An Affiliate of the Arabian Horse Association

BY-LAWS

Ratified July 15, 1999

ARTICLE I

NAME AND ORGANIZATION

Section 1:  This Club shall be known as the PACIFIC RIM ARABIAN HORSE ASSOCIATION (PRAHA).

Section 2:  The purpose of the PACIFIC RIM ARABIAN HORSE ASSOCIATION is to protect, enjoy and promote understanding of the Arabian breed by actively encouraging friendship, enjoyment and involvement among amateurs, professionals, youth and other Arabian horse enthusiasts.

Section 3:  The principal office or place of business shall be the home of the duly elected President of the Club, with a permanent, separate post office box for club correspondence.

Section 4:  The fiscal year of the Club shall be January 1st through December 31st of each year.

Section 5: The PRAHA Corporation shall issue no capital stock.

Section 6: As an Arabian Horse Association (AHA) chartered club, PRAHA shall abide by the current rules of AHA.

ARTICLE II

OFFICERS AND DUTIES

Section 1:   The Officers of the Club shall be: President, Vice-President, Secretary and Treasurer. The President, Vice-President, Secretary, and Treasurer shall be nominated and elected by the general membership. These officers shall hold office for a period of one year. The elected officers shall comprise the Executive Committee of the Club.

Section 2:  The President shall preside at all general and Board of Directors meetings of the Club. The President shall vote only to break a tie. The President shall appoint all special and standing committee, chairpersons and serve as ex-officio member of all committees. Each Presidential appointment shall be approved by the Board. The President shall conduct the business of the Club in accordance with the Club Bylaws, and Roberts Rules of Order.

Section 3:  The Vice-President shall preside at all general and Board of Directors meetings in the absence of the President. The Vice-President shall act as chairperson of the Nominating Committee. In the event of vacancy in the office of President, the Vice-President shall succeed to that office for the unexpired term.

Section 4:  The Secretary shall record all meetings and transcribe the record to official minutes. The Secretary may tape record of any club meeting and transcribe the tapes into official minutes. These minutes shall be offered for approval at the next Board meeting. Any discrepancies shall be resolved at the next regular membership meeting. Approved minutes shall be the official record of club business and shall be retained for at least two years. The Secretary shall safeguard the records of the Club and shall be Secretary of all Board meetings. The Secretary shall conduct, supervise, count and record the balloting of all elections and perform such other duties as usually pertain to this office, including those specifically assigned by the President and/or the Board of Directors.

- **Entries**
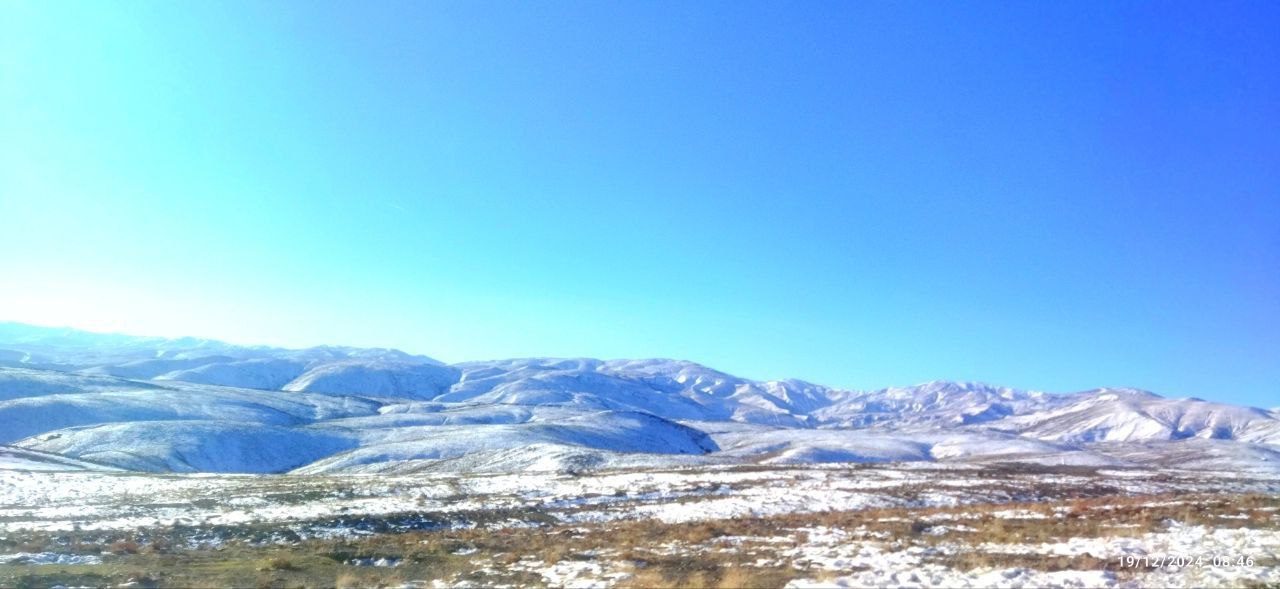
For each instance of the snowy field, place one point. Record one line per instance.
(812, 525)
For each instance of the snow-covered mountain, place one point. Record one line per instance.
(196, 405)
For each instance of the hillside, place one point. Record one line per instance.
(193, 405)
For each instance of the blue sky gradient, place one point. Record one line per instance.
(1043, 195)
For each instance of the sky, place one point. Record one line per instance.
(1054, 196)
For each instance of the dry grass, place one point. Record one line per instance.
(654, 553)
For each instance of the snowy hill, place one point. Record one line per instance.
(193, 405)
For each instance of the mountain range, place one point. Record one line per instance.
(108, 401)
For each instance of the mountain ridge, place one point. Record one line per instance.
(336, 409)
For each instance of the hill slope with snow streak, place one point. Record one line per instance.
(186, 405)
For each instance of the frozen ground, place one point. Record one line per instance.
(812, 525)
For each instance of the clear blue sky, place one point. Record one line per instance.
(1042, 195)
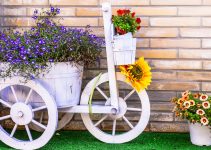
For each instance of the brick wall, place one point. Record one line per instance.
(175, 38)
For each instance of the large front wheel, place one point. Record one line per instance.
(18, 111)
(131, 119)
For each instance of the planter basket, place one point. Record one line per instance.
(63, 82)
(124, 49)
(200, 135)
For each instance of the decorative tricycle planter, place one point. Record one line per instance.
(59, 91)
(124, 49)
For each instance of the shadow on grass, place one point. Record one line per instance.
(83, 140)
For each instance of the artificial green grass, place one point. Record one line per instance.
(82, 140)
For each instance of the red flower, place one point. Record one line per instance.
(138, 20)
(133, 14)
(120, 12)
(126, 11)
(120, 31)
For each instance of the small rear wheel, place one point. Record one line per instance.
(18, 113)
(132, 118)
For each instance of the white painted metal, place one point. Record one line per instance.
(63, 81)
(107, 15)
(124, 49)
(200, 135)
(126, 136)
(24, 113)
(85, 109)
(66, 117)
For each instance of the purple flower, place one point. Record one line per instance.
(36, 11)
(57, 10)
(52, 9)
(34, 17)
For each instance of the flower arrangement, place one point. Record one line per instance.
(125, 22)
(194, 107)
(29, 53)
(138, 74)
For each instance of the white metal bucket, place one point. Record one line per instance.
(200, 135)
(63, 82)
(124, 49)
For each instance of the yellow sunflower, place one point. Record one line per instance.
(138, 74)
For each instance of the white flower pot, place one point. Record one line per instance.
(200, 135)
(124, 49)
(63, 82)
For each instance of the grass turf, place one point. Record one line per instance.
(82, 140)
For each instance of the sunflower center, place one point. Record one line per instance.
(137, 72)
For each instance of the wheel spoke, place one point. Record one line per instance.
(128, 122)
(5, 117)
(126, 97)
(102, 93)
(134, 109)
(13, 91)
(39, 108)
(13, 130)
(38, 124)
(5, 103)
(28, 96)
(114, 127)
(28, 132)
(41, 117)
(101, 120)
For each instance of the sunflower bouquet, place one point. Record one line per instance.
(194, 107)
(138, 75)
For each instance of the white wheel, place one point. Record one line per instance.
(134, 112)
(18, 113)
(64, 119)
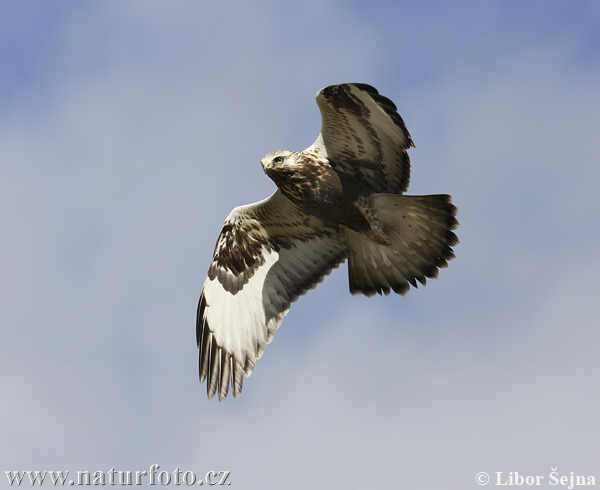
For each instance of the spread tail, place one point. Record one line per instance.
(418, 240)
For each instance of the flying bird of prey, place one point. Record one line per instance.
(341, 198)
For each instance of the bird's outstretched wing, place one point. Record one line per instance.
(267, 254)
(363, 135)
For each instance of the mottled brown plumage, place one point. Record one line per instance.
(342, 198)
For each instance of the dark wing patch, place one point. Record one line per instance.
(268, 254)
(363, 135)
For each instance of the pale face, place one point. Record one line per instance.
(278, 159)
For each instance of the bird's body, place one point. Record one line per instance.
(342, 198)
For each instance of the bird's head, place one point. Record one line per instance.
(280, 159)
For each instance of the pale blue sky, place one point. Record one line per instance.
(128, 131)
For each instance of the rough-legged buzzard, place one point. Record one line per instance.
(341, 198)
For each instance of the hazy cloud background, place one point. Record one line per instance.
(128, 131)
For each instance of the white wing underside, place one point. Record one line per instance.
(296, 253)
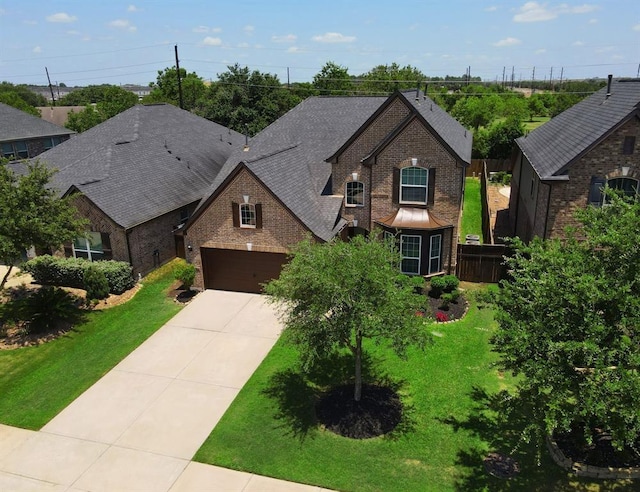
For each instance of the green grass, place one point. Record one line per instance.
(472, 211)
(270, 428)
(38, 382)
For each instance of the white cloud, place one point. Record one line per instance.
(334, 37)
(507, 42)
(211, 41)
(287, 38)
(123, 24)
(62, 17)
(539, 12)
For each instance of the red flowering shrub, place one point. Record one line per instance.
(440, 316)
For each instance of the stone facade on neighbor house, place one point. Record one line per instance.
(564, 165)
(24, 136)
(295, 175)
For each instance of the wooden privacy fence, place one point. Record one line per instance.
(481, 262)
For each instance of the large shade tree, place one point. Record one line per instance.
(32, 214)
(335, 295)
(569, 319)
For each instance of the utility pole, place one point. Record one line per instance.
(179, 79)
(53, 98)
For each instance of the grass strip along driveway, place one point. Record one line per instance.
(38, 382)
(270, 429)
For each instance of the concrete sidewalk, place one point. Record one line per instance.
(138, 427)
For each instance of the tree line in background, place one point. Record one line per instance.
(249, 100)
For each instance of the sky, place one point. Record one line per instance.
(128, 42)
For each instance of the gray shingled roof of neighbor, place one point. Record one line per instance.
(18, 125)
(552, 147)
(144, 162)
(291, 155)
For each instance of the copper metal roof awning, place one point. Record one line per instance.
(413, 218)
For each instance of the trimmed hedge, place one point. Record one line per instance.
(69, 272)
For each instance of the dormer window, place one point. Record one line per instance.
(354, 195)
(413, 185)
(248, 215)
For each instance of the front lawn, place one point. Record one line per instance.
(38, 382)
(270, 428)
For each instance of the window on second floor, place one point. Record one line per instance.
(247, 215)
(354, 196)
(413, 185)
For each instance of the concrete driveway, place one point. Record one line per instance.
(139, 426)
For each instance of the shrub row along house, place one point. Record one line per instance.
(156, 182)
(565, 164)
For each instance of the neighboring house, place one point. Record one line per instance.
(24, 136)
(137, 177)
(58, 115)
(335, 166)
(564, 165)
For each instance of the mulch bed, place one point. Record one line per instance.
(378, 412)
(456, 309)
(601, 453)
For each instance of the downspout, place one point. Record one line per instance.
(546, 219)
--
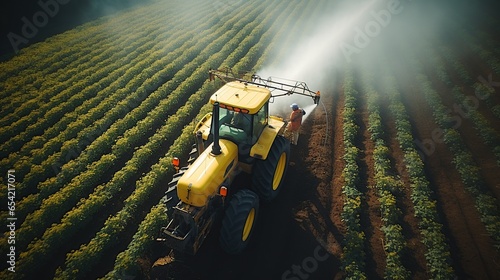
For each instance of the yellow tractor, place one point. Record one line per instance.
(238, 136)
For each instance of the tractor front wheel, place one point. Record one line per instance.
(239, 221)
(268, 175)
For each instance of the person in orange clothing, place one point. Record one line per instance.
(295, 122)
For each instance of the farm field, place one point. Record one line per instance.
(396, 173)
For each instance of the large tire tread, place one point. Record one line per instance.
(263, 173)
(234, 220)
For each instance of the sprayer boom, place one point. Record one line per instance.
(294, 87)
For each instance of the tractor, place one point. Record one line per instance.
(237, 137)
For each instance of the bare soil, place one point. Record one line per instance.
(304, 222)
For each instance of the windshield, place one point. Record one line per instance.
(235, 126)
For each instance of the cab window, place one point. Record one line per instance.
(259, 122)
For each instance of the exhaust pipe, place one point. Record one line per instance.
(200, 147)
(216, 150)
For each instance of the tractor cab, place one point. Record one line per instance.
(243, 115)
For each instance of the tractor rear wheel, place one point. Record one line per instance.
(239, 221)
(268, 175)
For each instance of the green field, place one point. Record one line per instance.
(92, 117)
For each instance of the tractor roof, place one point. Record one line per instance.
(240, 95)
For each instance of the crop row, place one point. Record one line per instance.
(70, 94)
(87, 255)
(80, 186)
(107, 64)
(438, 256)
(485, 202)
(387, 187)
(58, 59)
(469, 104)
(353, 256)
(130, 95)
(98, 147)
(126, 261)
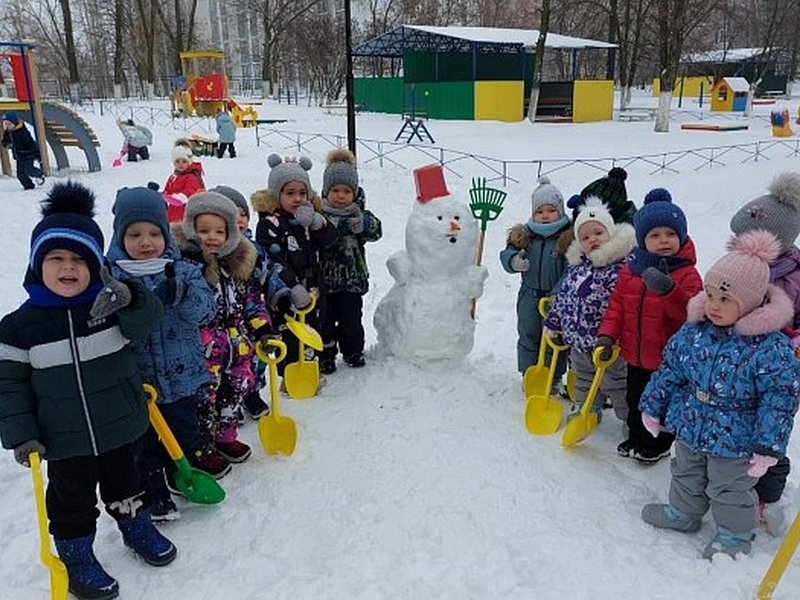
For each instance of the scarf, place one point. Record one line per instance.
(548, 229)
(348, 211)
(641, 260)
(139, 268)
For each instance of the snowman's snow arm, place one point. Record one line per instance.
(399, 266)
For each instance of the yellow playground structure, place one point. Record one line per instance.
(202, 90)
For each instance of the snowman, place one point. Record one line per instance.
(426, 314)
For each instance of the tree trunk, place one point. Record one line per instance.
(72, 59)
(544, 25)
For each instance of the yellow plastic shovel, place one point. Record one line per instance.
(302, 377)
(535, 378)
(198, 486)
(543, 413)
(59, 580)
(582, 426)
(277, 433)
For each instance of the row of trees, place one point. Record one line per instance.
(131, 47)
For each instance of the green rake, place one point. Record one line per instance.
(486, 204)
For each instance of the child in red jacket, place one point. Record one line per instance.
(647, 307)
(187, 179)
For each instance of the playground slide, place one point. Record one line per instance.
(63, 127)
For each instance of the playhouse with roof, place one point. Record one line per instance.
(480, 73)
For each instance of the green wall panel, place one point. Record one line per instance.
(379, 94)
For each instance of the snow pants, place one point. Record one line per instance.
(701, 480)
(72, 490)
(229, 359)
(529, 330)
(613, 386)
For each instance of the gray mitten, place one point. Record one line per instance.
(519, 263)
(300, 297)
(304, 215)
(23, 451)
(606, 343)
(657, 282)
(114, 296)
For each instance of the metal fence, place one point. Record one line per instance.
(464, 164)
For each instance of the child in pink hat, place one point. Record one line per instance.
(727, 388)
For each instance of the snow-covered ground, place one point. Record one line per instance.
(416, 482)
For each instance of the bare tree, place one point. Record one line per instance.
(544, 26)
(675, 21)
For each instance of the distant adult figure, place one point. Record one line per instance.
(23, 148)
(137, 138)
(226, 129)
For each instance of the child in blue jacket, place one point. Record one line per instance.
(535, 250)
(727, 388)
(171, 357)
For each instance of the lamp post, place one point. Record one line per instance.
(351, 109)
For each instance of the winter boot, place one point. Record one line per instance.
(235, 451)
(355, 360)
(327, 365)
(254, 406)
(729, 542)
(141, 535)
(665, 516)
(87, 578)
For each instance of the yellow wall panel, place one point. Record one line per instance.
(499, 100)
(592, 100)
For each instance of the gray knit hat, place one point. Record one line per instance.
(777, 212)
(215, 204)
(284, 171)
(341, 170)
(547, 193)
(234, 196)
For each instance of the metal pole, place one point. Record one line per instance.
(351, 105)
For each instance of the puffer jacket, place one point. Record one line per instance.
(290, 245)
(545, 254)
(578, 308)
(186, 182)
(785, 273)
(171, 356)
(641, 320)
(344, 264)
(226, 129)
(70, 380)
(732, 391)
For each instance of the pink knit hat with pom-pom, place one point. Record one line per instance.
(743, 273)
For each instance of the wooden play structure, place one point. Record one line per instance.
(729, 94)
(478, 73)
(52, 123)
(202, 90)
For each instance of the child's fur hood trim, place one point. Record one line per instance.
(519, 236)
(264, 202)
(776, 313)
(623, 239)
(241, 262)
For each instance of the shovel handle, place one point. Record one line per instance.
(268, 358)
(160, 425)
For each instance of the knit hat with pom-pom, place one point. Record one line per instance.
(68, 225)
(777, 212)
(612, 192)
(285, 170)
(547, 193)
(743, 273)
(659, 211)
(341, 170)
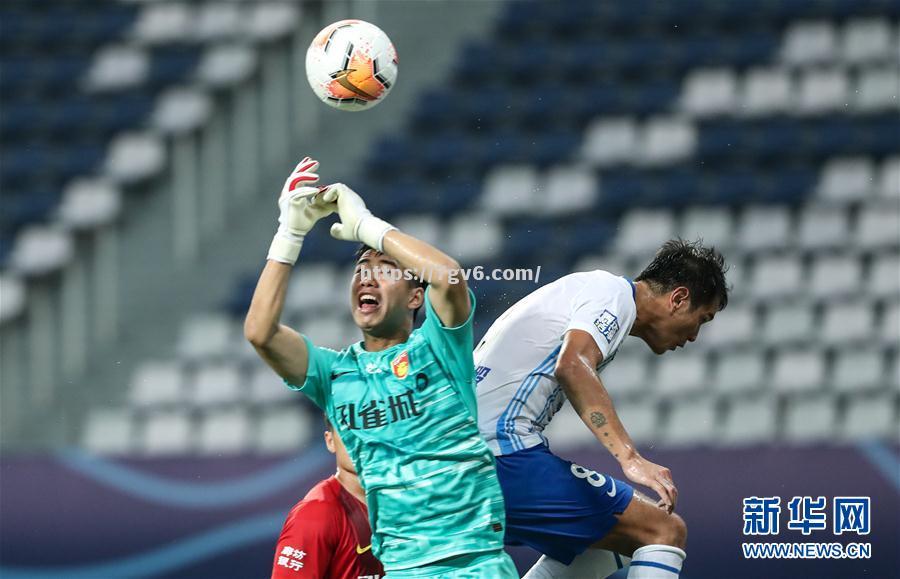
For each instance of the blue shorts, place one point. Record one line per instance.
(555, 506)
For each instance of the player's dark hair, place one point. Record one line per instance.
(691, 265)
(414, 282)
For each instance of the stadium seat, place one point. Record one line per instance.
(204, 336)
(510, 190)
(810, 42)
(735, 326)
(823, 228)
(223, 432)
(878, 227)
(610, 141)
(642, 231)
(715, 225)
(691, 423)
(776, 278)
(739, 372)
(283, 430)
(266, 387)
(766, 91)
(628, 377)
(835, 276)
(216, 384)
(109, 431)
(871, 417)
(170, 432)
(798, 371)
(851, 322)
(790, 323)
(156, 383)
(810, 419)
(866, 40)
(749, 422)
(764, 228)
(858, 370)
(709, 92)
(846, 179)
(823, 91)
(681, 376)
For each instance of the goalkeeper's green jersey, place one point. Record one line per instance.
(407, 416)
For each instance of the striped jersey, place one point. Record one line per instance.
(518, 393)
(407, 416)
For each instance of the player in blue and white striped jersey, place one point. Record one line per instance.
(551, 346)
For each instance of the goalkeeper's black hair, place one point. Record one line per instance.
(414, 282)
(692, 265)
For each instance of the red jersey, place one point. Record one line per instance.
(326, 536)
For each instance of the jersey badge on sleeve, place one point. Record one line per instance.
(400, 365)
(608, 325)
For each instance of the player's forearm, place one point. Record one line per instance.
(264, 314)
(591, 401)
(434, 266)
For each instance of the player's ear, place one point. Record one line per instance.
--
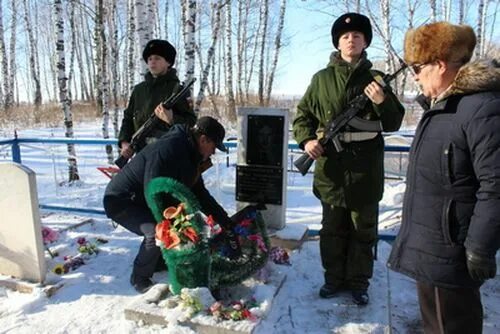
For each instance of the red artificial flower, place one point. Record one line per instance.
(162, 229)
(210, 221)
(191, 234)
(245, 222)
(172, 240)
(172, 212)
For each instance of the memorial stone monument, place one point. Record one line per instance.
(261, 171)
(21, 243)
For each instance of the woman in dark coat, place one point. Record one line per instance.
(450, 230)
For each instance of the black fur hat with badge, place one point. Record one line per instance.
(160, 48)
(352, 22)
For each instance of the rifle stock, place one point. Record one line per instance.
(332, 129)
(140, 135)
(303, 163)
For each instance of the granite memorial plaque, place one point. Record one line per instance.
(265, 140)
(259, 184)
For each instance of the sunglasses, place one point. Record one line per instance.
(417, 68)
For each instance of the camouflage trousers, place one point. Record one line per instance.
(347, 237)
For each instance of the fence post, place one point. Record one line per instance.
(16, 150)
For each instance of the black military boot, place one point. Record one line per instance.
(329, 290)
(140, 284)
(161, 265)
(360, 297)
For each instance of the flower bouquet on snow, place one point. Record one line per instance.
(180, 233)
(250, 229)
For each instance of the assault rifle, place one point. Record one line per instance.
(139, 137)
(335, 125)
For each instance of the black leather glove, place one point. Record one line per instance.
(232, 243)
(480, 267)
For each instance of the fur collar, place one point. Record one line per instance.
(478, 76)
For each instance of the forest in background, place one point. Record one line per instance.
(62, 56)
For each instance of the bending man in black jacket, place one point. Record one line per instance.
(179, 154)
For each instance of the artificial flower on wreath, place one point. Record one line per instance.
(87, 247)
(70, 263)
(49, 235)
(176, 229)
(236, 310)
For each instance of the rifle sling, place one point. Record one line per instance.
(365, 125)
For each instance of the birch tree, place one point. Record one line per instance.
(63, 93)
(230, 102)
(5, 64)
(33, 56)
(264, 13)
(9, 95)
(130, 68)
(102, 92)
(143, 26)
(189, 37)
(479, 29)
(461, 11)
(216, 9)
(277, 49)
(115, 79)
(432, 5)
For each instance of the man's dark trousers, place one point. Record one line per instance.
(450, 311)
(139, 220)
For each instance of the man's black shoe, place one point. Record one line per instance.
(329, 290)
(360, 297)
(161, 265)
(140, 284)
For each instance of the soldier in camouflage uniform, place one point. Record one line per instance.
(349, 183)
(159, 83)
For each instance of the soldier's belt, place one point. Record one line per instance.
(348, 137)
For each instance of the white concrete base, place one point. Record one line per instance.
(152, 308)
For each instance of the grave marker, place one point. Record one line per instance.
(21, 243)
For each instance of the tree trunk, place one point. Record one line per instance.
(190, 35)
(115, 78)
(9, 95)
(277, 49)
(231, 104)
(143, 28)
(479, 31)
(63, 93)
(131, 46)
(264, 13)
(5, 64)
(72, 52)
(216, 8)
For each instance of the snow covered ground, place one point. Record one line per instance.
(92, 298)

- **Requests**
1. Please repeat the by-laws word for word, starting at "Section 4:  The fiscal" and ending at "Committee of the Club.".
2. Continue the by-laws of the Arabian horse club from the point where they stop.
The entries are separate material and have no connection to the by-laws.

- **Results for each task**
1.
Section 4:  The fiscal year of the Club shall be January 1st through December 31st of each year.

Section 5: The PRAHA Corporation shall issue no capital stock.

Section 6: As an Arabian Horse Association (AHA) chartered club, PRAHA shall abide by the current rules of AHA.

ARTICLE II

OFFICERS AND DUTIES

Section 1:   The Officers of the Club shall be: President, Vice-President, Secretary and Treasurer. The President, Vice-President, Secretary, and Treasurer shall be nominated and elected by the general membership. These officers shall hold office for a period of one year. The elected officers shall comprise the Executive Committee of the Club.

2.
Section 5:  The Treasurer shall keep and safeguard the funds of the Club and keep accurate records of same. The Treasurer shall be required to report monthly receipts and disbursements of all monies handled through this office. The Treasurer shall not disperse funds, except as approved by the Board of Directors. The Treasurer shall also act as Membership Chairperson unless one is appointed separately by the President.

Section 6:  Chairpersons of all committees shall serve for a period not to exceed one year unless appointed for a second term.

Section 7:  As an AHA chartered club, all Officers must be an individual affiliate voting member of AHA through PRAHA at the time of election and during their term of office.

ARTICLE III

DIRECTORS AND DUTIES

Section 1:  The Board of Directors of the Club shall consist of seven members: President, Vice-President, Treasurer, Secretary, and most recent past President and two elected from the general membership.

Section 2:  The two Directors elected from the general membership shall hold office for a period of two years, one being elected each year.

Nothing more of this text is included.